## Set task A
Identify every line in the rows below that contains the string "tree", and copy each such line.

## Selected excerpt
-*-

Loop Statements
All loop statements have an optional LABEL in their formal syntax. (You can put a label on any statement, but it has a special meaning to a loop.) If present, the label consists of an identifier followed by a colon. It's customary to make the label uppercase to avoid potential confusion with reserved words, and so it stands out better. And although Perl won't get confused if you use a label that already has a meaning like if
or open
, your readers might.
while and until Statements
The while
statement repeatedly executes the block as long as EXPR is true. If the word while
is replaced by the word until
, the sense of the test is reversed; that is, it executes the block only as long as EXPR remains false. The conditional is still tested before the first iteration, though.
The while
or until
statement can have an optional extra block: the continue
block. This block is executed every time the block is continued, either by falling off the end of the first block or by an explicit next
(a loop-control operator that goes to the next iteration). The continue
block is not heavily used in practice, but it's in here so we can define the for
loop rigorously in the next section.

-*-

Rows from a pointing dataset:
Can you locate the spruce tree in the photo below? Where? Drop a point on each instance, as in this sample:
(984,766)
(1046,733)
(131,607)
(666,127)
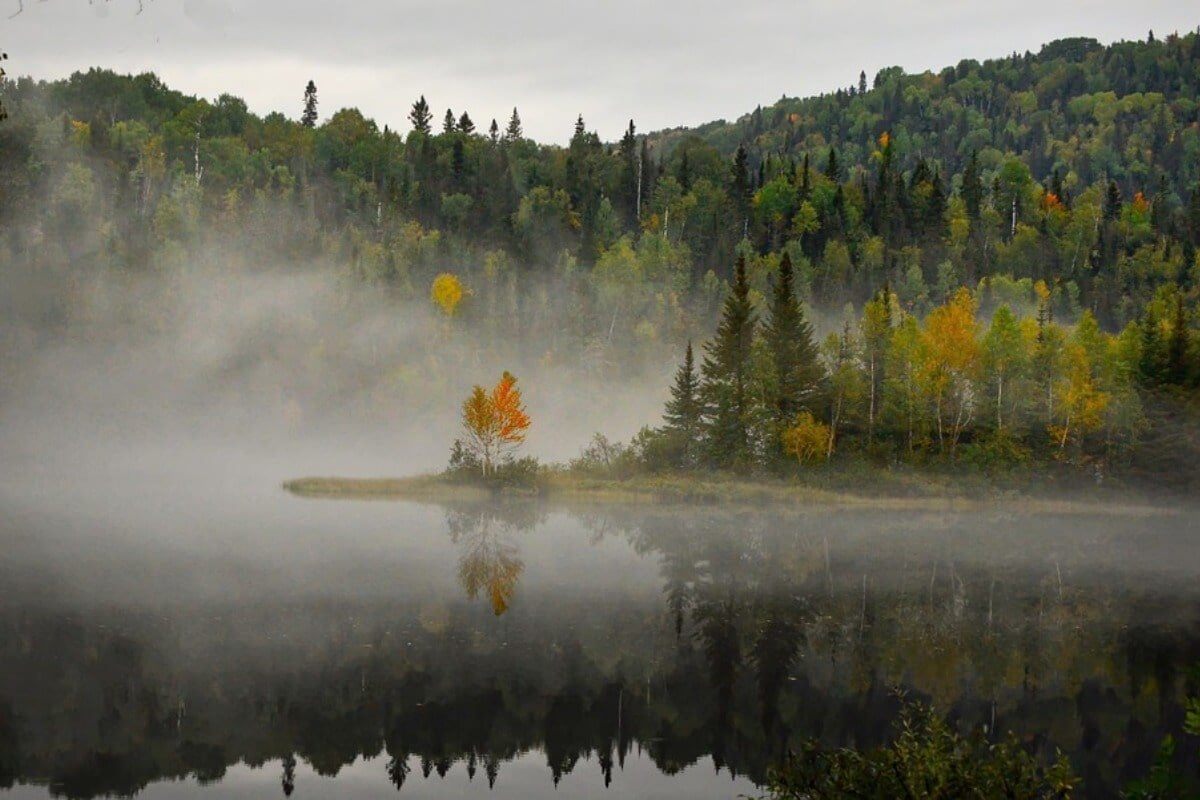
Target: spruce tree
(683,410)
(1111,202)
(309,119)
(741,192)
(514,132)
(793,353)
(724,374)
(420,116)
(972,187)
(833,170)
(1179,344)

-*-

## Set task B
Write the next part of the passage on Perl loop statements, beginning after its final sentence.

## Final answer A
Can you locate the spruce tree in the photo below? Where? Drop a point on each instance, as in this sample:
Target: spruce tree

## Final answer B
Unlike the foreach
loop we'll see in a moment, a while
loop never implicitly localizes any variables in its test condition. This can have "interesting" consequences when while
loops use globals for loop variables. In particular, see the section "Line Input (Angle) Operator" in "Bits and Pieces" for how implicit assignment to the global $_
can occur in certain while
loops, along with an example of how to deal with the problem by explicitly localizing $_
. For other loop variables, however, it's best to declare them with my
, as in the next example.
A variable declared in the test condition of a while
or until
statement is visible only in the block or blocks governed by that test. It is not part of the surrounding scope. For example:
while (my $line = <STDIN>) { $line = lc $line; } continue { print $line; # still visible } # $line now out of scope here
Here the scope of
$line
extends from its declaration in the control expression throughout the rest of the loop construct, including the continue
block, but not beyond. If you want the scope to extend further, declare the variable before the loop.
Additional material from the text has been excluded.